### [EXERCISE PROMPT]
Reproduce the rows below with each "innermost" swapped for "central", leaving everything else unchanged.

### [PROVIDED INFORMATION]
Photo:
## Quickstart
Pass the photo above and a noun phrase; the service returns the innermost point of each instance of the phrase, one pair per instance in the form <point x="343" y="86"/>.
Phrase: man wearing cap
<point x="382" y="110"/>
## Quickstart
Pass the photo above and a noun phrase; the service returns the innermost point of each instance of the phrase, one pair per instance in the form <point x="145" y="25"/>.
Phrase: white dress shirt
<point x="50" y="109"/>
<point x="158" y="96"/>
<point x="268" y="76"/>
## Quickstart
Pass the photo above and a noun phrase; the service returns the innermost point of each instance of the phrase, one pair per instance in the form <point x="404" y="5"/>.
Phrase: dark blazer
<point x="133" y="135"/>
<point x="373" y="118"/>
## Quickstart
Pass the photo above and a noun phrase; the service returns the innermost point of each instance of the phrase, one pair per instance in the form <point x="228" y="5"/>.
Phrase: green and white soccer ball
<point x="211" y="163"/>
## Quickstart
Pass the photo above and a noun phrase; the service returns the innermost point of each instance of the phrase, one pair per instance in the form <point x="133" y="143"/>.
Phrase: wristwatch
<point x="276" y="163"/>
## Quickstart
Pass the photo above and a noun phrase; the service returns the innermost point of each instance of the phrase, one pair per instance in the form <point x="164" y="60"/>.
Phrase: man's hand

### [TASK RESULT]
Photo:
## Quickstart
Pass the photo above and a noun phrase; the service returns the central point of each instance of the phrase, one pair per instance in the form <point x="343" y="86"/>.
Phrase: man wearing cap
<point x="382" y="110"/>
## Quickstart
Pass the photo above and a noun phrase; the service returns the central point of each instance of the phrase, one pair per instance in the form <point x="145" y="25"/>.
Phrase: white dress shirt
<point x="50" y="109"/>
<point x="158" y="96"/>
<point x="268" y="76"/>
## Quickstart
Pass the photo above and a noun phrase; the service returns the central point of each instance of the phrase, one pair per instance in the form <point x="404" y="5"/>.
Phrase: dark blazer
<point x="133" y="135"/>
<point x="373" y="118"/>
## Quickstart
Pass the photo above and a noun phrase; the service returns the central point of each instance of the phrase, one pair per instance in the form <point x="228" y="5"/>.
Phrase: green and white soccer ball
<point x="211" y="163"/>
## Quickstart
Pass the photo above and a noun phrase; the service returns the central point of each instance of the phrase, one pair per instance in the form <point x="133" y="143"/>.
Phrase: wristwatch
<point x="276" y="163"/>
## Quickstart
Pass the photo above and a noun phrase; the service returns the central point of each instance of the phrase, one pair per instance in the form <point x="164" y="60"/>.
Phrase: man's hand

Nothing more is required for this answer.